Re: Adding compression/checksum support for bluestore.

Chris Dunlop <chris@xxxxxxxxxxxx> · Tue, 5 Apr 2016 01:00:42 +1000

[ Apologies for the tardy continuation of this... ]

On Sat, Apr 02, 2016 at 05:38:23AM +0000, Allen Samuels wrote:
>> -----Original Message-----
>> From: Chris Dunlop [mailto:chris@xxxxxxxxxxxx]
>> 
>> What I think we're talking about is, if you have an error, the probability of the
>> checksum unfortunately still matching, i.e. a false positive: you think you
>> have good data but it's actually crap. And that's a function of the number of
>> checksum bits, and unrelated to the number of data bits. Taken to extremes,
>> you could have a 5PB data system covered by a single 32 bit checksum, and
>> that's no more or less likely to give you a false positive than a 32 bit checksum
>> on a 4K block, and it doesn't change the BER at all.
>> 
>> That said, if you have to throw away 5PB of data and read it again because of
>> a checksum mismatch, your chances of getting another error during the
>> subsequent 5PB read are obviously much higher than your chances of getting
>> another error during a subsequent 4KB read.
>> 
>> Perhaps this is the effect you're thinking about? However this effect is a
>> function of the block size (== data bits) and is independent of the checksum
>> size.
> 
> Here's how I'm thinking about it -- for better or for worse.
> 
> The goal of the checksumming system is to be able to complete a read operation and to be able to make a statement about of the odds of the entire read chunk of data being actually correct, i.e., the odds of having zero undetectable uncorrected bit errors for each bit of data in the read operation (UUBER).

Agree.

> A fixed size checksum reduces the odds for the entire operation by a fixed amount (i.e., 2^checksum-size assuming a good checksum algorithm).

Agree.

> However, the HW UUBER is a per-bit quotation.

Agree.

> Thus as you read more bits the odds of a UUBER go UP by the number of bits that you're reading.

Disagree. The UUBER stays the same: it's a _rate_. The odds of an error
certainly go up, but the error rate is still the same.

So then:

> If we hold the number of checksum bits constant then this increased HW UUBER is only decreased by a fixed amount, Hence the net UUBER is degraded for larger reads as opposed to smaller reads (again for a fixed-size checksum).

PROBLEMS ::
A: Can you print the part of the checksum discussion starting with "Disagree. The UUBER" and going on through "a fixed-size checksum)."?
B: Can you offset the records starting with their first line and going on through the line with "[[[74,81],[76,105],[77,107],[99,106],[96,73],[74,74]]]" by adding 106 to every coordinate in the outlines? Give only those lines again, with their requests included.
The checksum discussion and the records have nothing to do with each other.

DATA FOR PROCESSING ::
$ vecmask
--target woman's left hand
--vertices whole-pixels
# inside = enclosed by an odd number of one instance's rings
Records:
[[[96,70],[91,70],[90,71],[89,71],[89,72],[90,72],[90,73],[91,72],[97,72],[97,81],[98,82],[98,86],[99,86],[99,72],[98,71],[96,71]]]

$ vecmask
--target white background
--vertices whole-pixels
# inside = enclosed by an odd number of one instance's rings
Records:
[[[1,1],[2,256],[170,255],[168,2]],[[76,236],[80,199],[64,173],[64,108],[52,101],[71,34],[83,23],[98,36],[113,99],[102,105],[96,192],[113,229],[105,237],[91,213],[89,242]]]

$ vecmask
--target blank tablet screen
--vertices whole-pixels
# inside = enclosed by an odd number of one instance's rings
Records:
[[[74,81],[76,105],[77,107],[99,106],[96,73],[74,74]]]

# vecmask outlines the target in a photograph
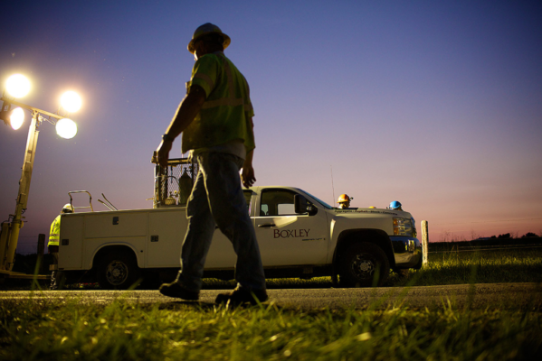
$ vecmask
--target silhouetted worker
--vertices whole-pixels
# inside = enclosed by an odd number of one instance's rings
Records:
[[[66,203],[61,210],[61,215],[64,213],[73,213],[73,207],[70,203]],[[47,250],[52,257],[52,264],[58,264],[58,247],[60,245],[61,236],[61,215],[56,216],[56,218],[51,224],[51,229],[49,230],[49,242],[47,243]],[[58,284],[56,282],[56,271],[52,271],[51,273],[51,285],[50,290],[57,290]]]
[[[341,194],[340,196],[338,196],[338,199],[337,200],[337,203],[338,203],[338,208],[340,209],[345,209],[350,207],[350,201],[352,201],[352,199],[354,199],[354,198],[350,198],[348,197],[347,194]]]
[[[172,143],[181,133],[182,152],[190,151],[199,171],[186,206],[188,228],[181,251],[181,271],[160,292],[169,297],[198,300],[204,260],[214,225],[232,241],[237,254],[237,287],[219,294],[217,302],[256,303],[268,299],[265,276],[254,227],[246,209],[242,184],[252,186],[255,148],[254,112],[246,79],[224,56],[230,37],[212,23],[194,32],[188,51],[195,54],[186,96],[162,136],[157,150],[166,167]]]
[[[393,200],[392,202],[390,202],[390,206],[388,207],[388,208],[395,209],[395,210],[403,210],[403,205],[398,200]]]

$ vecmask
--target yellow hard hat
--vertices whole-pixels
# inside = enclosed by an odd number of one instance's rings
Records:
[[[349,202],[350,199],[353,199],[348,197],[347,194],[341,194],[340,196],[338,196],[338,200],[337,201],[337,203]]]
[[[195,29],[195,32],[194,32],[194,35],[192,35],[192,40],[190,41],[190,42],[188,42],[188,51],[194,54],[194,52],[195,51],[195,49],[194,48],[194,42],[197,39],[208,33],[218,33],[222,35],[222,38],[223,39],[222,45],[224,49],[226,49],[228,45],[230,45],[230,42],[232,42],[230,37],[225,33],[222,32],[222,30],[220,30],[218,26],[211,23],[206,23],[199,26],[197,29]]]

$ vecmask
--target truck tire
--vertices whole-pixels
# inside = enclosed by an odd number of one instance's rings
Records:
[[[390,273],[390,263],[382,248],[368,242],[349,246],[340,262],[339,282],[343,287],[382,286]]]
[[[141,270],[131,255],[111,252],[98,264],[97,278],[104,290],[127,290],[139,281]]]

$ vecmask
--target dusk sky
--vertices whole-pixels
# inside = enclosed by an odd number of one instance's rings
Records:
[[[63,90],[83,98],[73,139],[40,127],[20,253],[35,252],[69,190],[89,190],[95,210],[107,209],[101,193],[119,209],[152,208],[152,153],[207,22],[232,38],[225,55],[251,86],[256,185],[329,204],[347,193],[353,207],[399,200],[433,242],[542,233],[540,1],[2,5],[2,87],[25,74],[20,101],[50,112]],[[25,116],[18,131],[0,124],[2,221],[15,208]]]

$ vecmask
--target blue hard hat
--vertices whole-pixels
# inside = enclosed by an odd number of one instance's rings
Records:
[[[394,200],[390,203],[390,209],[397,209],[401,208],[401,202],[398,200]]]

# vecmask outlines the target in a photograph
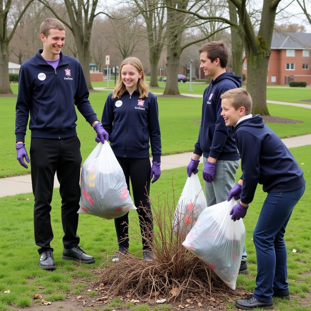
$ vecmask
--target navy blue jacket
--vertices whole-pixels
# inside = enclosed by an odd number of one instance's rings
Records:
[[[303,172],[276,134],[259,114],[238,123],[234,134],[241,156],[243,180],[241,200],[253,200],[257,183],[265,192],[291,191],[305,183]]]
[[[219,160],[238,160],[232,127],[226,126],[221,113],[220,95],[228,90],[240,87],[240,76],[225,72],[212,80],[203,94],[202,119],[194,152]]]
[[[119,99],[107,97],[101,123],[109,134],[116,156],[142,159],[149,157],[149,138],[153,161],[160,161],[161,133],[156,98],[149,92],[139,98],[138,89],[130,96],[125,91]]]
[[[75,105],[91,125],[98,120],[77,60],[60,52],[54,70],[39,50],[20,69],[16,102],[16,142],[24,142],[29,112],[32,137],[63,138],[77,135]]]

ANSWERS FOR THE EXERCISE ::
A:
Disagree. The UUBER stays the same: it's a _rate_. The odds of an error
certainly go up, but the error rate is still the same.

So then:

> If we hold the number of checksum bits constant then this increased HW UUBER is only decreased by a fixed amount, Hence the net UUBER is degraded for larger reads as opposed to smaller reads (again for a fixed-size checksum).

B:
$ vecmask
--target woman's left hand
--vertices whole-pixels
# inside = enclosed by an odd number of one instance's rings
Records:
[[[202,176],[197,176],[196,177],[195,177],[195,178],[196,178],[196,179],[197,178],[203,178],[203,187],[204,188],[204,192],[205,192],[205,178],[204,177],[202,177]]]

$ vecmask
--target white background
--vertices whole-pixels
# inside = enclosed by an odd number of one instance's rings
Records:
[[[107,107],[108,362],[276,361],[274,108]],[[182,342],[186,305],[170,279],[170,214],[158,207],[177,140],[189,129],[204,142],[219,205],[208,211],[202,298],[219,335],[211,343],[197,319],[195,348]]]

$ vecmask
--target blank tablet screen
--vertices whole-pixels
# inside = enclosed by an odd number of one instance's rings
Records:
[[[180,187],[182,211],[183,213],[205,212],[202,179],[180,180]]]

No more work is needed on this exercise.